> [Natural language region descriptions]
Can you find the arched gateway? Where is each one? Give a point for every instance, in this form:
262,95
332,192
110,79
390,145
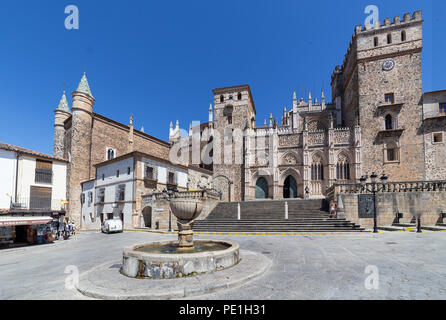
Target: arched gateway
290,188
261,188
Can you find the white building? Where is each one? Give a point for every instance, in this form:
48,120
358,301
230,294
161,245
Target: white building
31,182
116,192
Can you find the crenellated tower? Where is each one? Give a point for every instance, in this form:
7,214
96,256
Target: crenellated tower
80,151
379,88
61,114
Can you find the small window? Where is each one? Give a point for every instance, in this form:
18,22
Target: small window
389,98
110,154
90,198
389,122
101,195
403,35
438,137
391,152
120,192
171,177
391,155
149,173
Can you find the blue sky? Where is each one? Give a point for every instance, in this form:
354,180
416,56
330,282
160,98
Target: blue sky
160,59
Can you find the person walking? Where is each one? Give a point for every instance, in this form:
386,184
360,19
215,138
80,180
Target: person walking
332,210
307,193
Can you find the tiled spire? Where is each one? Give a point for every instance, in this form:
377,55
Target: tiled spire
63,103
83,86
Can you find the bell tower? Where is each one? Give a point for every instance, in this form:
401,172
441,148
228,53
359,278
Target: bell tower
234,113
61,114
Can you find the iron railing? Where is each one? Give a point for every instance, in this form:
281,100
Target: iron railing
37,203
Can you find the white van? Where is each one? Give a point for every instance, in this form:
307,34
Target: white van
112,225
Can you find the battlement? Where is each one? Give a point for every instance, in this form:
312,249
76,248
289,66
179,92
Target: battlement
416,16
377,27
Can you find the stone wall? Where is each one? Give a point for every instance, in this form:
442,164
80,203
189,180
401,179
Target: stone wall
435,152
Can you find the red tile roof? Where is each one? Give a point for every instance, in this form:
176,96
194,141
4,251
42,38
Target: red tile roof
21,150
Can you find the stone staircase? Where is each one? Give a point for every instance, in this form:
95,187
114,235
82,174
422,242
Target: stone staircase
269,216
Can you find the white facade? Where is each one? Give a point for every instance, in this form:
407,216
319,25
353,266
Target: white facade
162,170
26,174
109,178
19,168
119,175
8,160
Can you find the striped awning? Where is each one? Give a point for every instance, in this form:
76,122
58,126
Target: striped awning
23,221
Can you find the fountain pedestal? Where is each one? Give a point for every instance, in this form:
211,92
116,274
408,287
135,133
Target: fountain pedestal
167,260
185,235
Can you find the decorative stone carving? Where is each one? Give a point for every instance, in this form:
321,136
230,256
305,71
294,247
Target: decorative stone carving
316,138
342,136
315,125
289,159
289,140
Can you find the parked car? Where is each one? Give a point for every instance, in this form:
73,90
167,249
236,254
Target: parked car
112,225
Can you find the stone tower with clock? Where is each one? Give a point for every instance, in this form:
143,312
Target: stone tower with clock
379,88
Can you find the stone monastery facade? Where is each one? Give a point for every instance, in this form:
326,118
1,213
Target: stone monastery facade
375,122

> [TASK] Each record needs to be reproduced exactly, and no image should be carried over.

> [SOLUTION TO THIS PROBLEM]
Can you find the arched gateway? Where is each one? Give a point for every instance, in this form:
262,95
332,192
110,79
390,145
Target: arched gateway
290,188
261,188
Can you find the white building? Where is each one? Give a point for every instance, in this form:
48,120
358,301
230,294
161,245
Target: white building
31,182
116,192
Can you find the crenellated tower? Where is each one? Give a point for every instance, in this form:
7,214
96,256
Target: crenellated tower
80,151
379,88
61,114
Can you find the small window? Where is each one? Give a point for every instance, in this form:
18,22
Target: small window
389,98
110,154
90,198
389,122
101,195
403,35
438,137
391,152
120,192
171,177
391,155
149,173
Can you find the blue sky? Where is each one? Give a point for every instance, in this form:
354,180
416,56
330,282
160,98
Target: blue sky
160,59
Can you find the person walking? Where is each one? Give a point for every instance, in this form:
386,184
360,19
215,138
80,180
Target: person walking
332,210
307,193
Can you find the tiled spire? Where is each one? Give a point for every instance, in this form:
377,55
Target: tiled spire
63,103
83,86
Can you find the bell tower? Where is each one? Give a point for every instance, in this form:
401,172
441,148
228,53
359,278
Target: bell tower
234,113
61,114
Can you find the iron railing? Where is each one? Give a point for every instance, in this form:
281,100
Target: iron railing
37,203
Can you find the white van? Where is each one? Give a point for every instance, in this form:
307,34
Target: white van
112,225
Can you find the battlement? Where is each one? Give a point for every instance, in this form:
312,249
76,248
289,66
179,92
Target: battlement
416,16
377,27
Can you find the stone wall? Where is each one? Give a point for every instance, in this form:
442,164
80,203
189,180
401,179
Target: stone wall
435,152
Can you find the red tile roof? Where is each one? Give a point for every instance, in this form:
176,96
194,141
4,251
42,38
Target: red tile roof
21,150
Can you find the stone staircase? Where is each one? Give a point for every instance, in this form:
95,187
114,235
82,174
422,242
Target: stone staircase
269,216
Can you find the white facade? Where is each one? Give a point for every instance, in this form:
407,216
319,25
353,266
Target: white facade
162,170
26,174
109,178
19,168
119,175
8,160
Can you find the striped awning? Where is each one? Give a point for every instance, in this form:
76,122
58,126
Target: striped awning
23,221
Can you find the fountain pedestal? Where is each one? Give a point for every instance, in this form:
211,92
116,274
408,287
135,133
Target: fountain pedestal
167,260
185,235
Can you find the decorative stone carving? Where is each one? Give a point for every instance, in this form:
321,136
230,256
305,71
294,247
Target: decorative stone carving
316,138
342,136
315,125
289,159
289,140
Can you find the parked car? Where is each one? Give a point for every instance, in this form:
73,90
167,249
236,254
Target: parked car
112,225
Can you find the stone tower with clock? Where is each one? Give a point for every instance, in this form:
143,312
Target: stone tower with clock
379,88
Can you find the stone monastery facade? Where is each one? Give a point for every instance, in this form:
326,118
1,213
Target: stone monastery facade
375,122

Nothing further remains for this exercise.